**WORK REQUEST 1:**
Answer these questions using the Cuellar biography.
(a) In what year did Cuellar graduate from J. W. Nixon High School?
(b) Which governor appointed Cuellar as secretary of state of Texas?
(c) Who held the secretary of state position in an acting capacity after Cuellar resigned?
**WORK REQUEST 2:**
From the Cuellar biography, list every academic degree Cuellar earned. Give the institution that granted each one.
**WORK REQUEST 3:**
Resume the Cuellar biography, starting after its final sentence.

Enrique Roberto Cuellar (born September 19, 1955) is an American attorney and politician serving as the U.S. representative for  since 2005. A member of the Democratic Party, he is considered one of the most conservative representatives in the Democratic caucus. His district extends from the Rio Grande to San Antonio's suburbs. , he was also the last Democrat to have held a statewide office in Texas.

Cuellar served 14 years in the Texas House of Representatives before a brief stint as Texas secretary of state in 2001. He was first elected to Congress in 2004, after defeating the more liberal 28th district incumbent, Ciro Rodriguez, in the primary, and after a failed run for Congress in the neighboring 23rd district in 2002. Cuellar has survived multiple competitive primary races in recent years, most notably in 2020 and 2022.

Early life and education
Cuellar was born in Laredo, the county seat of Webb County in South Texas, where he has resided most of his life. His Mexican-American parents, Martin Siller Cuellar Sr. (1926–2019), and the former Odilia Perez (1928–2015), a native of Zapata, Texas, traveled as far north as Idaho each year doing migrant labor until Martin found work as a gardener and ranch manager. With eight children, the Cuellar family lived on Reynolds Street in the Las Lomas neighborhood of "The Heights" area of Laredo. His parents knew no English. They instilled a strong work ethic in their children.

Cuellar is the oldest of his parents' children. His brother, Martin Jr., is the sheriff of Webb County, first elected in 2008 over the incumbent, Rick Flores. A sister, Rosie Cuellar-Castillo, is the Laredo municipal judge, having won a nonpartisan runoff election on December 11, 2010.

Cuellar attended Buenos Aires Elementary School, where he became an avid reader and graduated in 1973 from J. W. Nixon High School. He received an associate of arts degree from Laredo Community College, then known as Laredo Junior College, where he later taught courses in government. He then attended the Walsh School of Foreign Service at Georgetown University and graduated cum laude with a Bachelor of Science in foreign service. He also earned a Master of Arts in international trade from Texas A&M International University, a juris doctor from the University of Texas School of Law and a PhD from the University of Texas at Austin.

Early career
Cuellar opened his own law firm in Laredo in 1981, and became a licensed customs broker in 1983. From 1984 to 1986 he taught at Texas A&M International University as an adjunct professor of international commercial law.

Texas House of Representatives
Cuellar was a member of the Texas House of Representatives from 1987 to 2001, representing most of Laredo. During his 14 years as a state representative, he served in leadership positions on the House Appropriations, Higher Education, and Calendar committees. He also served on several national legislative committees dealing with state budgets, the U.S.–Mexico border and international trade.

Texas Secretary of State
In 2001, Governor Rick Perry appointed Cuellar to be secretary of state of Texas. He served in the office for just over nine months until his resignation, after which Geoff Connor held the position in an acting capacity. , Cuellar is the last Democrat to have served in the role.

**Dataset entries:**

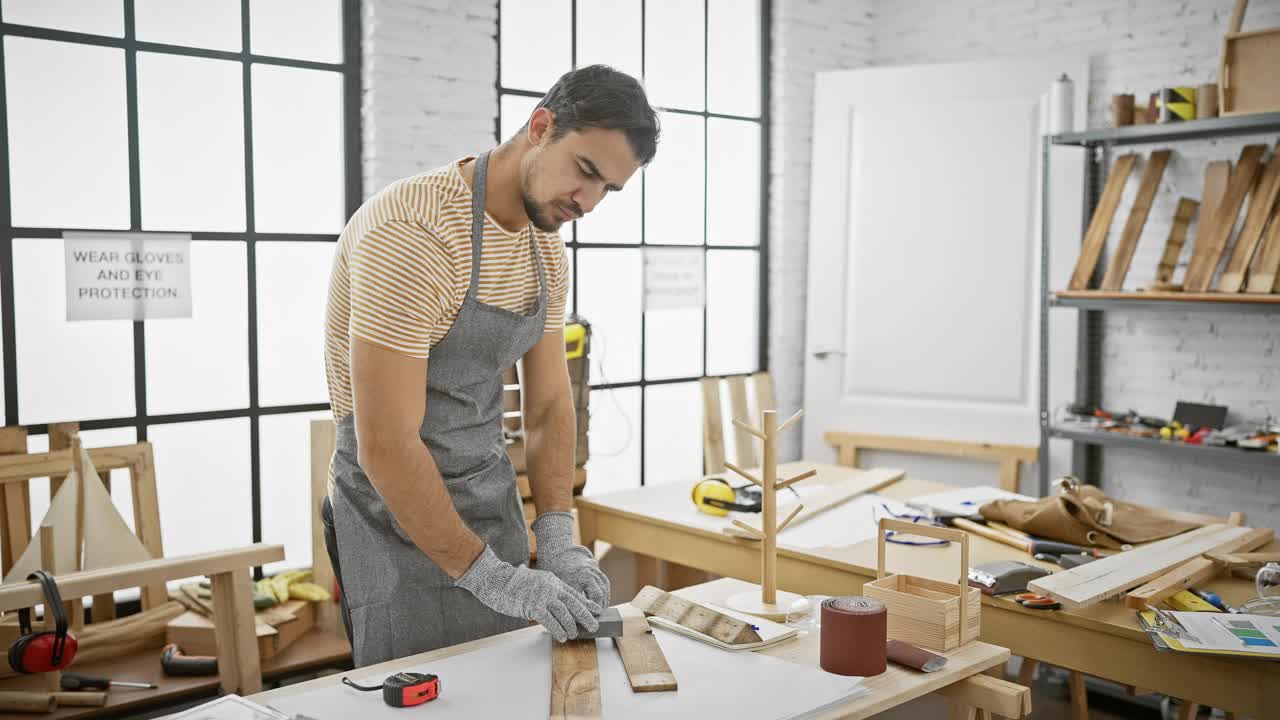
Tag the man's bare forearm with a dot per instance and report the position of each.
(411, 486)
(551, 445)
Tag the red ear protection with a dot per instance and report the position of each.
(45, 651)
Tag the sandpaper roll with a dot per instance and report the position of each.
(917, 657)
(854, 632)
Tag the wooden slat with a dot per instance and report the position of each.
(1194, 572)
(96, 582)
(744, 447)
(1176, 238)
(1266, 267)
(1101, 222)
(1112, 575)
(1255, 222)
(1201, 274)
(1128, 244)
(713, 428)
(14, 504)
(575, 680)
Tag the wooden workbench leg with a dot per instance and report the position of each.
(1079, 697)
(238, 665)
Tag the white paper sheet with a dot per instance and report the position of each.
(512, 680)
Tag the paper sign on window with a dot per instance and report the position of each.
(127, 276)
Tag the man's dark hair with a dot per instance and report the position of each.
(598, 96)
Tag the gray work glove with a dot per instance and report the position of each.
(533, 595)
(570, 561)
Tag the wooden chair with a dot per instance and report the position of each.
(1010, 458)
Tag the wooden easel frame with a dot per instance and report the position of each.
(18, 468)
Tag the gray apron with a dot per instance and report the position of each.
(401, 602)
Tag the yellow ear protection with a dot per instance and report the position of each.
(714, 496)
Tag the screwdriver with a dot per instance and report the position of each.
(77, 682)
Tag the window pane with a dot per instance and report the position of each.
(286, 486)
(673, 343)
(202, 478)
(734, 57)
(122, 492)
(199, 23)
(535, 48)
(202, 363)
(95, 17)
(673, 183)
(65, 370)
(672, 433)
(609, 296)
(191, 128)
(732, 311)
(297, 150)
(732, 182)
(615, 440)
(68, 150)
(608, 32)
(673, 58)
(292, 288)
(307, 30)
(616, 218)
(515, 112)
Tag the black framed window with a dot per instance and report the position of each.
(704, 64)
(236, 122)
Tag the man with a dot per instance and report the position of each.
(440, 282)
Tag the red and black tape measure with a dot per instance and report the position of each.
(405, 689)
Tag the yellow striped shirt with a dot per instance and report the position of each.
(403, 265)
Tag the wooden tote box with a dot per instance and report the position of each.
(923, 611)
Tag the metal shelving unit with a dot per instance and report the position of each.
(1086, 458)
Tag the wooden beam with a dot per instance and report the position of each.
(996, 696)
(575, 680)
(14, 596)
(1194, 572)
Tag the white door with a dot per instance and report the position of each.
(924, 220)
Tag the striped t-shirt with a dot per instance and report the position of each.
(403, 265)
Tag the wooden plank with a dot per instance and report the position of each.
(1101, 222)
(647, 666)
(1266, 267)
(728, 630)
(1176, 238)
(993, 695)
(1200, 276)
(575, 680)
(1255, 222)
(1123, 255)
(238, 666)
(1112, 575)
(833, 496)
(744, 447)
(1194, 572)
(713, 428)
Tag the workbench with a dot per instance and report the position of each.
(1104, 641)
(894, 687)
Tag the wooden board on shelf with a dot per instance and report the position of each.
(1100, 224)
(1109, 577)
(1128, 244)
(1266, 267)
(1201, 274)
(1255, 222)
(1176, 238)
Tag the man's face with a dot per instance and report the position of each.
(566, 178)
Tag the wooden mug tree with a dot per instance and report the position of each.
(769, 602)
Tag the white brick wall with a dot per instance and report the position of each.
(1150, 360)
(808, 36)
(429, 69)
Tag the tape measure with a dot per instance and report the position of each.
(405, 689)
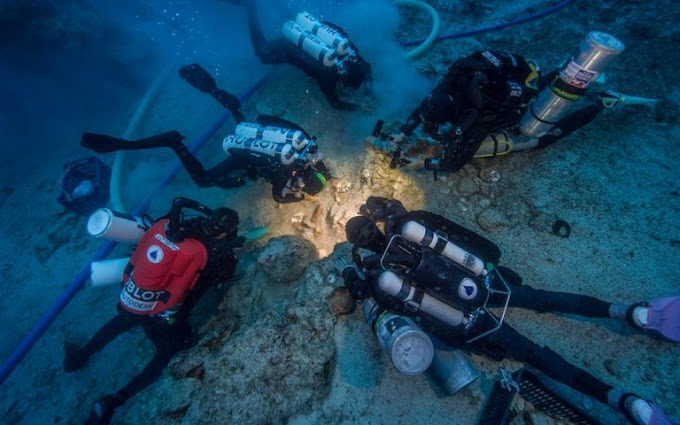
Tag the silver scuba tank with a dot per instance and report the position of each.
(580, 71)
(272, 134)
(326, 33)
(285, 153)
(309, 43)
(393, 285)
(409, 348)
(416, 232)
(452, 370)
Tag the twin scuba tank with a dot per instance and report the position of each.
(452, 282)
(321, 41)
(283, 145)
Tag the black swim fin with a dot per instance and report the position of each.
(102, 143)
(198, 77)
(280, 122)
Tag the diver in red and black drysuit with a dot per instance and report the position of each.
(175, 262)
(445, 276)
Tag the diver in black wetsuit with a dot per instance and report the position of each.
(429, 268)
(486, 93)
(350, 74)
(290, 182)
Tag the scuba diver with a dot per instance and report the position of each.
(426, 269)
(322, 50)
(175, 262)
(274, 149)
(489, 103)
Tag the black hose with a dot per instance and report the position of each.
(518, 21)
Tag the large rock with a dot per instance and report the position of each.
(286, 258)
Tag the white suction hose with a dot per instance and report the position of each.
(116, 169)
(433, 32)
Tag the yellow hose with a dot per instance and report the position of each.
(116, 169)
(433, 32)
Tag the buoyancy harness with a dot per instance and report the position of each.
(161, 273)
(441, 273)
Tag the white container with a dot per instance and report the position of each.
(107, 272)
(115, 226)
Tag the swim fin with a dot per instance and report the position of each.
(198, 77)
(664, 317)
(102, 143)
(280, 122)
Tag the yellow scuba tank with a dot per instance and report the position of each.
(580, 71)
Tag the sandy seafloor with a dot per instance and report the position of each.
(615, 182)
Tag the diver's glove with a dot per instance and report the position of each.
(354, 280)
(344, 268)
(103, 409)
(226, 99)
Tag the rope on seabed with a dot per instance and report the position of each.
(427, 42)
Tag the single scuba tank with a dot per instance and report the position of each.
(326, 33)
(107, 272)
(452, 370)
(272, 134)
(115, 226)
(409, 348)
(310, 44)
(279, 151)
(393, 285)
(416, 232)
(580, 71)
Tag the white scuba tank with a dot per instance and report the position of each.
(309, 43)
(279, 151)
(416, 232)
(272, 134)
(325, 32)
(392, 284)
(115, 226)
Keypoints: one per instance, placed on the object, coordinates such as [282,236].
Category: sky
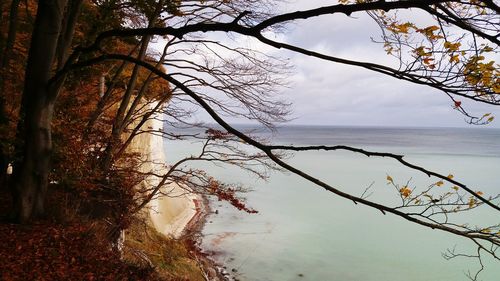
[325,93]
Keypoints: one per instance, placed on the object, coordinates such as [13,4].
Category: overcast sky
[325,93]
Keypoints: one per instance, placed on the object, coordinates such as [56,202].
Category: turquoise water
[305,233]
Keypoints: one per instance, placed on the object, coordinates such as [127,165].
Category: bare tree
[226,79]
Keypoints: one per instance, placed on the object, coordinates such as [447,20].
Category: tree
[453,54]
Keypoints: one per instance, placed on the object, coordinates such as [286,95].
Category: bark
[34,128]
[119,119]
[6,49]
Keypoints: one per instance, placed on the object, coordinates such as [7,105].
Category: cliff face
[169,214]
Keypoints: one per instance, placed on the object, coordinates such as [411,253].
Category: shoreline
[183,215]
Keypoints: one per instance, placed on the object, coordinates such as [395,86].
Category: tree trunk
[34,130]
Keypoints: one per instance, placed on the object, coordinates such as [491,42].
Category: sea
[303,232]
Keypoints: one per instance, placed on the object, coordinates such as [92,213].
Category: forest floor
[76,248]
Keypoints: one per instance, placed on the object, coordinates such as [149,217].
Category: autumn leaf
[405,191]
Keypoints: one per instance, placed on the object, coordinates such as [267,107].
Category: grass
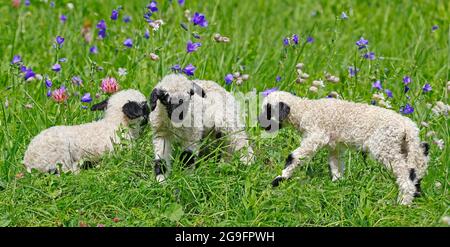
[122,186]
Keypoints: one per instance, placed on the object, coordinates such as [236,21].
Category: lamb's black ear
[154,98]
[100,106]
[198,90]
[284,110]
[132,110]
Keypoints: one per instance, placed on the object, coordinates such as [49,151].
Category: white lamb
[69,146]
[391,138]
[186,111]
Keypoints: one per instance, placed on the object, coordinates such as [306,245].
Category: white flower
[122,72]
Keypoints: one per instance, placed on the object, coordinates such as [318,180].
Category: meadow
[394,54]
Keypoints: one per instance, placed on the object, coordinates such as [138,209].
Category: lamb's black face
[273,115]
[176,103]
[134,110]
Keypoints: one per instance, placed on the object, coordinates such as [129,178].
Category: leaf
[174,212]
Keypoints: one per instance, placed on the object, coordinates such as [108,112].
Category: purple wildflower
[407,80]
[352,71]
[152,6]
[59,40]
[48,83]
[56,67]
[77,80]
[265,93]
[426,88]
[407,109]
[16,59]
[229,79]
[176,68]
[370,55]
[377,85]
[93,49]
[86,98]
[191,47]
[63,18]
[295,39]
[189,70]
[128,43]
[362,43]
[126,18]
[199,19]
[114,15]
[389,93]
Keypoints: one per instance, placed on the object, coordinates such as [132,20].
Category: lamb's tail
[416,155]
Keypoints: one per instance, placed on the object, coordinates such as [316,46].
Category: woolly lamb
[69,146]
[391,138]
[186,111]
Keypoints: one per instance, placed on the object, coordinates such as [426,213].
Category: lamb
[186,111]
[69,146]
[389,137]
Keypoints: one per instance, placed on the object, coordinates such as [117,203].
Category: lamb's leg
[336,165]
[310,144]
[162,162]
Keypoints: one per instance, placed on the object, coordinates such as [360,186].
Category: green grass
[218,193]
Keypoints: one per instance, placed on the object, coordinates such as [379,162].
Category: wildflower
[126,18]
[295,39]
[191,47]
[369,56]
[114,15]
[406,80]
[128,43]
[189,70]
[86,98]
[362,43]
[59,40]
[48,83]
[122,72]
[265,93]
[388,93]
[60,95]
[152,6]
[63,18]
[377,85]
[77,80]
[154,57]
[352,71]
[199,19]
[56,67]
[16,59]
[407,109]
[176,68]
[229,79]
[426,88]
[93,49]
[156,24]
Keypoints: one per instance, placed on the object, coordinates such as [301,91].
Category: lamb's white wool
[68,146]
[390,137]
[186,111]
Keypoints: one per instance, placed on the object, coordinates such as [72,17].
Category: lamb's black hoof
[187,158]
[277,181]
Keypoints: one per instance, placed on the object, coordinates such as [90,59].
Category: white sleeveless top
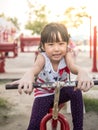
[47,74]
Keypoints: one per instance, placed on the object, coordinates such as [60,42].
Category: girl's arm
[30,75]
[84,80]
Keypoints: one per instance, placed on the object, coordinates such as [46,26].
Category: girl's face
[56,50]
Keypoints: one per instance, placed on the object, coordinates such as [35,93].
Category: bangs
[54,33]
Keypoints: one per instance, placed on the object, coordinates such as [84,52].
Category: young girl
[53,64]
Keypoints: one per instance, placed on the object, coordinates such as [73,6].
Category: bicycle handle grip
[39,85]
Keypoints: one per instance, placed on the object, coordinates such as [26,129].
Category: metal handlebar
[49,84]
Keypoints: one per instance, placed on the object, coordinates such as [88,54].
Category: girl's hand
[24,84]
[84,81]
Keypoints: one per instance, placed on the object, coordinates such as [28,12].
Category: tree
[37,18]
[74,16]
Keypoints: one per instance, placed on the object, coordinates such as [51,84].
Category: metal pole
[94,68]
[90,37]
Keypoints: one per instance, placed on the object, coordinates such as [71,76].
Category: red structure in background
[94,68]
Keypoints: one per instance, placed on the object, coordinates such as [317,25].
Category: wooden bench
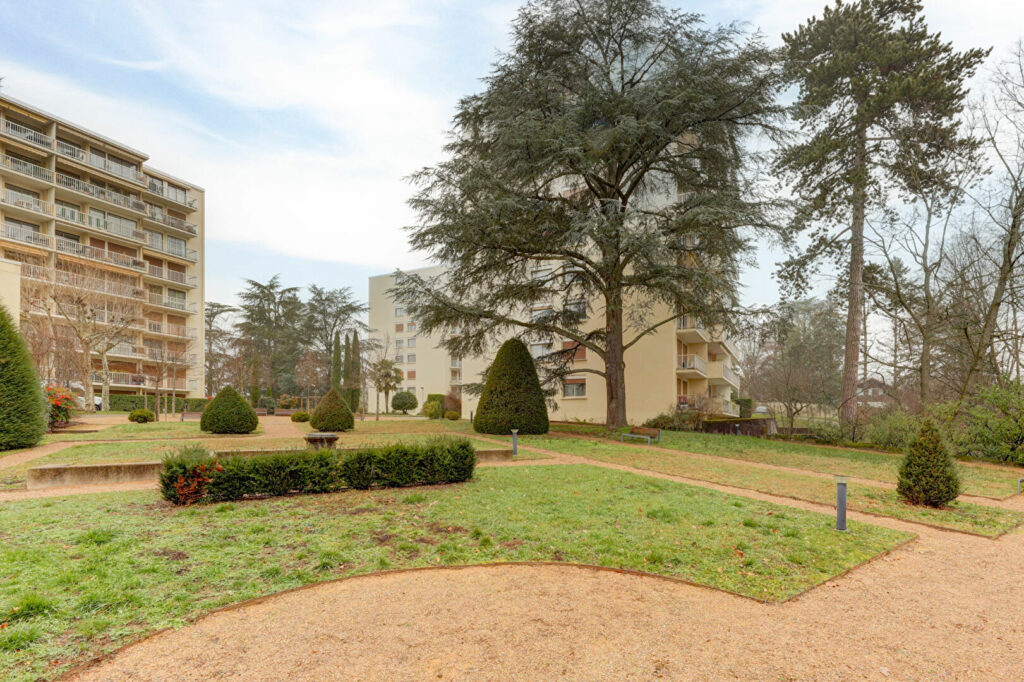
[643,433]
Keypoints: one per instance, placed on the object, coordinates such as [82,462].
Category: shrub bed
[194,475]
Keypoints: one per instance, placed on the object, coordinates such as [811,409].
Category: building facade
[679,367]
[81,212]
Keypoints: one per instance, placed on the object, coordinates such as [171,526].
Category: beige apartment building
[83,212]
[680,367]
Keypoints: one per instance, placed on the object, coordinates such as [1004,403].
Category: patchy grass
[978,519]
[979,479]
[105,569]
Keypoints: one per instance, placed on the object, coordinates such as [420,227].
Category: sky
[302,119]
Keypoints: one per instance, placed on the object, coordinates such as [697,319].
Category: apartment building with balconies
[82,211]
[685,366]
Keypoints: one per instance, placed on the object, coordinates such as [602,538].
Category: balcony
[720,373]
[170,330]
[171,221]
[28,134]
[177,304]
[689,330]
[707,405]
[102,194]
[691,365]
[81,156]
[26,236]
[172,275]
[99,255]
[26,168]
[161,189]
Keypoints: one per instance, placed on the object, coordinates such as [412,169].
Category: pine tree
[880,98]
[512,396]
[928,475]
[23,407]
[336,363]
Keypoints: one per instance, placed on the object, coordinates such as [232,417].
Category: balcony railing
[27,168]
[177,304]
[28,202]
[92,253]
[101,194]
[691,361]
[28,134]
[171,221]
[161,188]
[72,152]
[26,236]
[172,275]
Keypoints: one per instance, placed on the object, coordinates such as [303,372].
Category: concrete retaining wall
[91,474]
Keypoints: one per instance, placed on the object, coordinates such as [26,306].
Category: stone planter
[318,440]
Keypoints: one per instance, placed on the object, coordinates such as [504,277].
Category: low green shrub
[432,410]
[675,420]
[228,413]
[332,414]
[403,400]
[928,474]
[193,475]
[141,416]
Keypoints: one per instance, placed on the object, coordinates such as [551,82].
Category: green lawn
[978,479]
[84,574]
[979,519]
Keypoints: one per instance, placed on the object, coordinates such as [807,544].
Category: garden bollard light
[841,502]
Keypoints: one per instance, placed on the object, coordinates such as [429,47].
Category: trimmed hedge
[24,410]
[332,414]
[141,416]
[512,396]
[228,413]
[193,475]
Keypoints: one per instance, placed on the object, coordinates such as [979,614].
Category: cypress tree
[23,407]
[512,396]
[336,363]
[928,475]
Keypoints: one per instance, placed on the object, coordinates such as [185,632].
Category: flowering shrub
[60,401]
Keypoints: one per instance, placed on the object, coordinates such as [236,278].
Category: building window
[574,388]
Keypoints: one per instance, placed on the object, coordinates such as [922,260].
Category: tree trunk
[855,301]
[614,365]
[104,402]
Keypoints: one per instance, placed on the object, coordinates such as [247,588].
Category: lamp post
[841,482]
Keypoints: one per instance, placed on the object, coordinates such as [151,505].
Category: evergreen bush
[512,396]
[24,412]
[141,416]
[332,415]
[403,400]
[228,413]
[928,475]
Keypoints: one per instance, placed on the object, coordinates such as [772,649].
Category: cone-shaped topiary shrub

**REPLY 1:**
(a) 1973
(b) Rick Perry
(c) Geoff Connor

**REPLY 2:**
- Associate of arts degree from Laredo Community College (then known as Laredo Junior College)
- Bachelor of Science in foreign service, cum laude, from the Walsh School of Foreign Service at Georgetown University
- Master of Arts in international trade from Texas A&M International University
- Juris doctor from the University of Texas School of Law
- PhD from the University of Texas at Austin

**REPLY 3:**
U.S. House of Representatives

Elections

2002

In 2002, Cuellar was the Democratic nominee for the House of Representatives in Texas's 23rd congressional district. He lost to five-term incumbent Republican Henry Bonilla 52%–47% in the closest race Bonilla had faced to that date. Bonilla was unseated in 2006 in the revised 23rd district by Democrat Ciro Rodriguez.

2004

Cuellar spent much of early 2003 preparing for a rematch against Bonilla. The 2003 Texas redistricting, however, shifted most of Laredo, which had been the heart of the 23rd since its creation in 1966, into the 28th district, represented by Rodriguez. Cuellar challenged Rodriguez, a former friend, for the nomination and won it by 58 votes. The Washington Post described the campaign as "nasty ... with Cuellar claiming Rodriguez was an AWOL congressman, while Rodriguez called Cuellar a political opportunist". The initial count gave Rodriguez a 145-vote lead, but after a recount Cuellar led by 58 votes. "Rodriguez filed a lawsuit questioning the eligibility of hundreds of votes. A state appeals court ruling against Rodriguez guaranteed Cuellar the nomination." Cuellar's victory was one of only two primary upsets of incumbents from either party in the entire country.

The 28th district leans far more Democratic than the 23rd, and Cuellar's victory in the general election was a foregone conclusion. In November, he defeated Republican Jim Hopson of Seguin by a 20-point margin, becoming the first Laredoan in over 20 years elected to represent the 28th district. Cuellar's election to the House in 2004 was a standout for Democrats in a year in which Republicans otherwise gained seats in Texas's House delegation.

2006

On March 7, 2006, Cuellar again defeated Rodriguez in the Democratic primary with 52% of the vote in a three-way race. No Republican filed, ostensibly assuring him of reelection in November.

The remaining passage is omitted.